• Exercise details: Copy out the records exactly, everything from the line containing "team crest on jersey?" down to the line containing "(296, 28), (314, 52)", with both of those lines included.

• Dataset content:
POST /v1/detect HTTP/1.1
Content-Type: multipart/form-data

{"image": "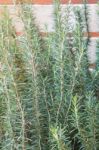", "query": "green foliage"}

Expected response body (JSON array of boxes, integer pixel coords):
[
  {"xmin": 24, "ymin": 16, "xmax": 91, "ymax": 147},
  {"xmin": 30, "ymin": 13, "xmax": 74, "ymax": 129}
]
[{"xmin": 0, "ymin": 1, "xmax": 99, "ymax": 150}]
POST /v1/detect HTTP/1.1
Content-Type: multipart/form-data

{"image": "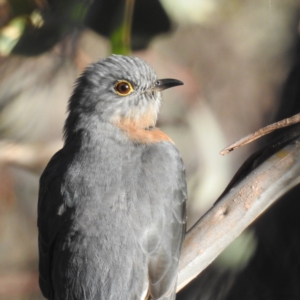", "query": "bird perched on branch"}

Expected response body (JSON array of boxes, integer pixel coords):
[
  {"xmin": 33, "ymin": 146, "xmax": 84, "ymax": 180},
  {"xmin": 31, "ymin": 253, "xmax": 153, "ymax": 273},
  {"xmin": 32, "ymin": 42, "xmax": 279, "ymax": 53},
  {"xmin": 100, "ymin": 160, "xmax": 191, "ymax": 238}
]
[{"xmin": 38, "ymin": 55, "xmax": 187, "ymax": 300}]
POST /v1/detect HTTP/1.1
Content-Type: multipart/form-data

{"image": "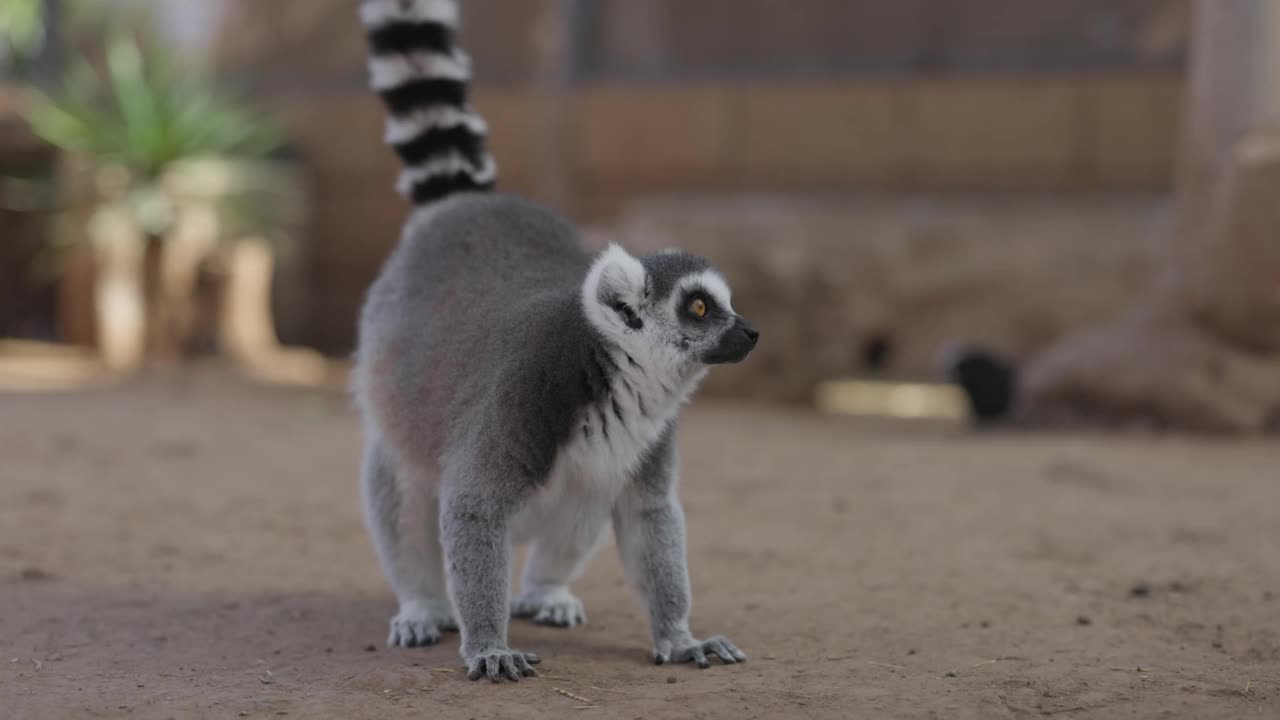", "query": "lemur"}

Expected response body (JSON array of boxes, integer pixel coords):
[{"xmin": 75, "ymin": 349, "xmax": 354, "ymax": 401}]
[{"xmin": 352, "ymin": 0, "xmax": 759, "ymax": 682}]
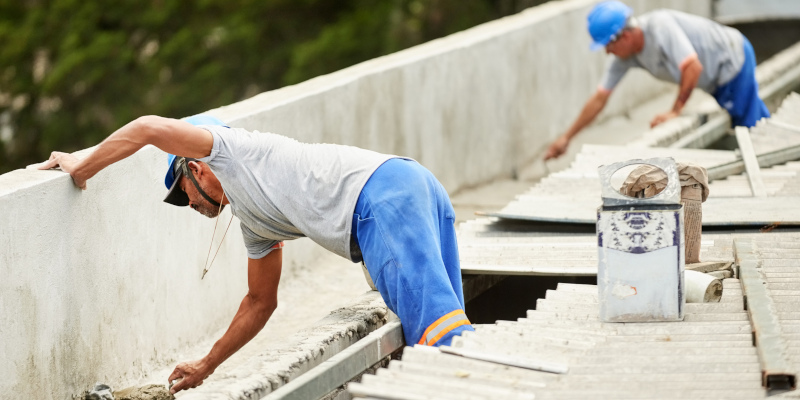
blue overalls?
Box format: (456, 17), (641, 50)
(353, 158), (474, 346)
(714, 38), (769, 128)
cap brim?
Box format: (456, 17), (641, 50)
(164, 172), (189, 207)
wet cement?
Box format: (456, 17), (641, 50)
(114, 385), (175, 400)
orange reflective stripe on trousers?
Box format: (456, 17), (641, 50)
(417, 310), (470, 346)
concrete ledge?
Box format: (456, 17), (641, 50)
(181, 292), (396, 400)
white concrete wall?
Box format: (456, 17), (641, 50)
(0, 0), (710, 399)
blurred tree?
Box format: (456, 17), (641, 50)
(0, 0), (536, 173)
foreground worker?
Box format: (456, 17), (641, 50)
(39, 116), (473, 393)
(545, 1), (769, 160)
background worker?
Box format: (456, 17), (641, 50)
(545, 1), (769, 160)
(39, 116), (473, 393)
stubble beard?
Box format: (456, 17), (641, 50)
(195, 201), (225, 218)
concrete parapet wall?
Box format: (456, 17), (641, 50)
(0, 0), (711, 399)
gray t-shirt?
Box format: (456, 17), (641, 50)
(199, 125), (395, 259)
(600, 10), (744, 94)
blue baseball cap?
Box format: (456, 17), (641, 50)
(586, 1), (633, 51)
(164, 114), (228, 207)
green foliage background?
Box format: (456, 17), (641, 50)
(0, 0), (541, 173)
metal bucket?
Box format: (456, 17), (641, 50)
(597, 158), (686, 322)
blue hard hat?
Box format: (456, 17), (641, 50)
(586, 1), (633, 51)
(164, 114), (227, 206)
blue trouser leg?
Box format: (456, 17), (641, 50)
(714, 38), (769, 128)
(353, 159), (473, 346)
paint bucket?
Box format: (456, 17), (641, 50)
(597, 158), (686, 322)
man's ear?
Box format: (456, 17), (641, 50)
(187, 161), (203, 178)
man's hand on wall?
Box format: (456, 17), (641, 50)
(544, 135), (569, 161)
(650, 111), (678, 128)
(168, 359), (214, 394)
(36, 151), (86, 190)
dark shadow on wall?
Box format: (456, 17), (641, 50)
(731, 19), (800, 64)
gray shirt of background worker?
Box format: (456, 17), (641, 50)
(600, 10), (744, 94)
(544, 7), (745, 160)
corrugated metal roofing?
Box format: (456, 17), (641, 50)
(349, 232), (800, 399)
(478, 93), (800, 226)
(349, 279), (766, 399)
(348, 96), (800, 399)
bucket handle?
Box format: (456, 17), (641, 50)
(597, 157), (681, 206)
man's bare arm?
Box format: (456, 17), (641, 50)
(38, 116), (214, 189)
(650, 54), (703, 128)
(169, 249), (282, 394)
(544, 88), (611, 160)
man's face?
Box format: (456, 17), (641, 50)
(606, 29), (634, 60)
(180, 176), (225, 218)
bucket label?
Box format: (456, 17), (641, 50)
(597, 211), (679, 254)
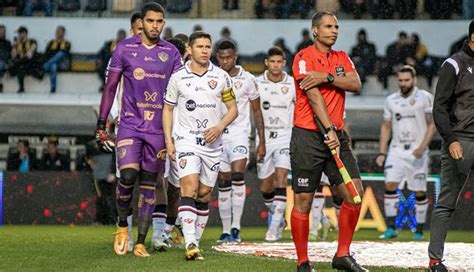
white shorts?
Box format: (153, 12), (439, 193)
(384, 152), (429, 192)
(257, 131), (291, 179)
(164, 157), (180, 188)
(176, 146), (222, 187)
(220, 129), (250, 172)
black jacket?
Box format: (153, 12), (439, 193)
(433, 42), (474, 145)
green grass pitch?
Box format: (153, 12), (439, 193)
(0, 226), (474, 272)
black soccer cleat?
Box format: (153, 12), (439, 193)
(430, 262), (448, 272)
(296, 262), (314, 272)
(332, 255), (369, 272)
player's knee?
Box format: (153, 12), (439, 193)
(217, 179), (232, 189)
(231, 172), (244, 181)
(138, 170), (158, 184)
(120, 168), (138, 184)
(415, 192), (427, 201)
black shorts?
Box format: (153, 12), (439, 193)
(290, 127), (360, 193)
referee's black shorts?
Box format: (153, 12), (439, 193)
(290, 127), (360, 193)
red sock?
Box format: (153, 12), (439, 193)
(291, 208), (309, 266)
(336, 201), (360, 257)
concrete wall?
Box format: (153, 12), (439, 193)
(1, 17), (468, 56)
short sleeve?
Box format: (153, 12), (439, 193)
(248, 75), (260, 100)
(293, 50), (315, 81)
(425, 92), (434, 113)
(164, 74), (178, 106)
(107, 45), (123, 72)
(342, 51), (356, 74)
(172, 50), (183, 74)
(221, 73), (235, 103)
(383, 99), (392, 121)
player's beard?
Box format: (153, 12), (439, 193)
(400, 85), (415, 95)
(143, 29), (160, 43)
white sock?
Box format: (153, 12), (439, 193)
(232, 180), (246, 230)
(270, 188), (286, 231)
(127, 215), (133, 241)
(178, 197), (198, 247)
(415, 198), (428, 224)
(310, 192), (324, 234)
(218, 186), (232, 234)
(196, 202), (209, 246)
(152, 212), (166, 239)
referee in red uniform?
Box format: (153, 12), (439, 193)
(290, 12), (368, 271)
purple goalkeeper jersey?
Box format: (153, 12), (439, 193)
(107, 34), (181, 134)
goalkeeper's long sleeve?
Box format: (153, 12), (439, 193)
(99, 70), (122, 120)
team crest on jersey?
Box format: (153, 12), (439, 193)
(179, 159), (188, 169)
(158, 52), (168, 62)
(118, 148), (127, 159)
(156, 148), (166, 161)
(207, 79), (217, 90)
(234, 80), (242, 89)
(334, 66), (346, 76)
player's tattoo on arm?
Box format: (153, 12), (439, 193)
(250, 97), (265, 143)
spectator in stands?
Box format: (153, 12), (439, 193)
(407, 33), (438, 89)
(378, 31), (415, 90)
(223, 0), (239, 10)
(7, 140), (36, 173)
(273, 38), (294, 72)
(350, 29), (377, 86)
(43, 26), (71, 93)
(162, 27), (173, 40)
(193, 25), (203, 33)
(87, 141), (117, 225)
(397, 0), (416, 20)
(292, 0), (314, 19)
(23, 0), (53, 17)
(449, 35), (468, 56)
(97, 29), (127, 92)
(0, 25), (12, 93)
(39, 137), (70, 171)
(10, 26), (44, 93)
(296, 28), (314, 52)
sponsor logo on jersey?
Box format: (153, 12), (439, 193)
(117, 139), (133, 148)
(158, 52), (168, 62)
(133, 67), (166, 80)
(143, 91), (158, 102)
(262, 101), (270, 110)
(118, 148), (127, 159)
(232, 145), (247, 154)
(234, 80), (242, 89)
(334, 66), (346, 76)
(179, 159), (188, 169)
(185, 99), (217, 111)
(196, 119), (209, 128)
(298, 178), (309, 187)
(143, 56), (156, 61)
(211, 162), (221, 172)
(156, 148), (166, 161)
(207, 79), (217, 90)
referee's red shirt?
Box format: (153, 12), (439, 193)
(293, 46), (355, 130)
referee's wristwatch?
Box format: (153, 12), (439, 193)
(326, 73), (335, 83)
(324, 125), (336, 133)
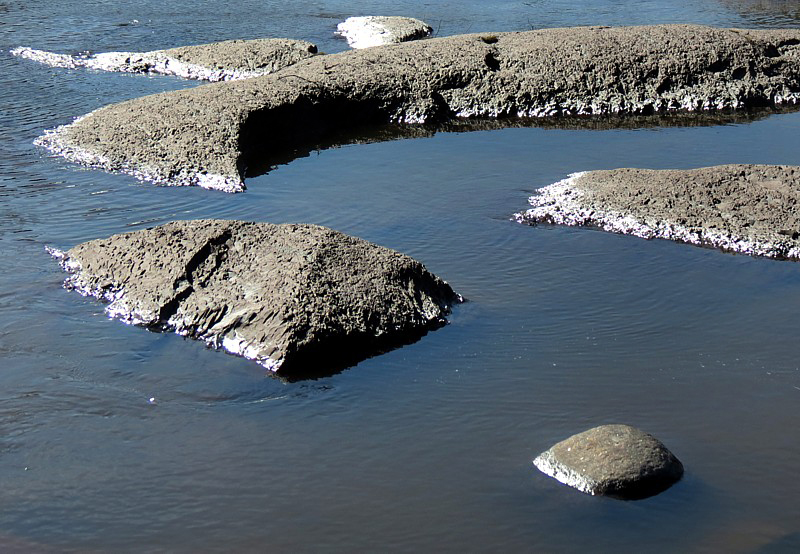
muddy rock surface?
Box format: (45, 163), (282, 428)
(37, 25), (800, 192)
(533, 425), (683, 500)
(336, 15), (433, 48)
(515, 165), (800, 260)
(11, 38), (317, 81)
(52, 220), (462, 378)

• Finished task:
team crest on jersey?
Box format: (153, 12), (439, 193)
(179, 159), (188, 169)
(158, 52), (168, 62)
(118, 148), (127, 159)
(156, 148), (166, 161)
(207, 79), (217, 90)
(234, 80), (242, 89)
(334, 66), (346, 76)
player's tattoo on arm?
Box format: (153, 12), (439, 193)
(250, 97), (265, 143)
spectator in stands?
Box format: (153, 12), (439, 193)
(407, 33), (438, 89)
(378, 31), (415, 90)
(223, 0), (239, 10)
(7, 140), (36, 173)
(273, 38), (294, 72)
(350, 29), (377, 86)
(43, 26), (71, 93)
(162, 27), (173, 40)
(193, 25), (203, 33)
(87, 141), (117, 225)
(397, 0), (416, 20)
(292, 0), (314, 19)
(23, 0), (53, 17)
(449, 35), (468, 56)
(97, 29), (127, 92)
(0, 25), (12, 93)
(39, 137), (70, 171)
(10, 26), (44, 93)
(296, 28), (314, 52)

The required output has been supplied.